## Written instruction:
Collect every line in the entries below that contains the string "rock", matching uppercase and lowercase exactly.
— start Records provided —
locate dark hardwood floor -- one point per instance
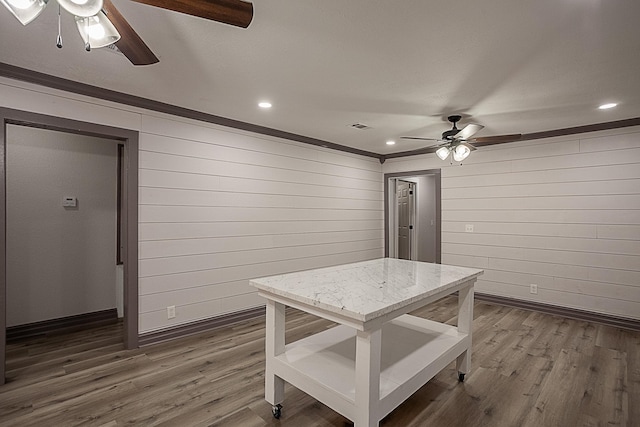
— end Records provided —
— start Records provided —
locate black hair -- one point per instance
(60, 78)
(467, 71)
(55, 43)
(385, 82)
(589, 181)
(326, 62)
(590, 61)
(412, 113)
— end Records provided —
— start Records provided —
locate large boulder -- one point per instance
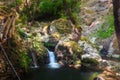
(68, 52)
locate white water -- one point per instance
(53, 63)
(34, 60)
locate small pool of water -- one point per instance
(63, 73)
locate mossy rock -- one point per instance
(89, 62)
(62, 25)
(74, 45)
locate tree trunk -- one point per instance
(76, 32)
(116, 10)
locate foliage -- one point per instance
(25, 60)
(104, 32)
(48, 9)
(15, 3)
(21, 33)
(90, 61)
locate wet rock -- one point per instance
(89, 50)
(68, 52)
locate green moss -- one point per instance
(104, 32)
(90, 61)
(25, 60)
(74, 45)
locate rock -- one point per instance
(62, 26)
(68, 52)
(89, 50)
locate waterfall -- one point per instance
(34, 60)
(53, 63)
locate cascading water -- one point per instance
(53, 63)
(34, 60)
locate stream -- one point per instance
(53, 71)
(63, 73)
— end Records provided —
## Task solution:
locate mossy rock -- one point per instance
locate wet rock -- one point per instance
locate rock -- one point per instance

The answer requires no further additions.